### [What needs to be done]
Reproduce every line below, requests included, with each x, y point coordinate in the answers scaled by 2.25 and rounded to the nearest whole number, halves rounding up. Leave the pictures out of your reply.

====

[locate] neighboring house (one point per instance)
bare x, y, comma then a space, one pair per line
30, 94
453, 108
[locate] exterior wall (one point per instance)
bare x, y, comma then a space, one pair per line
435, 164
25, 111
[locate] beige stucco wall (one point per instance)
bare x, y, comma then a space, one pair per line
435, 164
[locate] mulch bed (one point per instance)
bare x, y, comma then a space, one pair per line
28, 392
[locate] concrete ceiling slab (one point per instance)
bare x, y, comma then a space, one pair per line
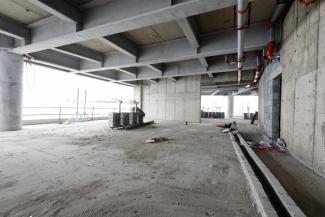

====

### [Solution]
[locate] neighboring house (one point per instance)
bare x, y, comma then a space, one pair per line
68, 212
1019, 243
[locate] exterior wall (one point per instance)
bare x, y, comma then a space, one pair per line
979, 369
56, 250
[locate] beige stucco wall (one point per instance)
bare x, y, comma then a space, one pair per line
979, 369
[locate] mulch bed (one point per instance)
bare x, y, comma then a space, one pair per line
63, 882
[locate] concrete ceiling slab (one point per instance)
bare x, y, comma then a space, one pair per line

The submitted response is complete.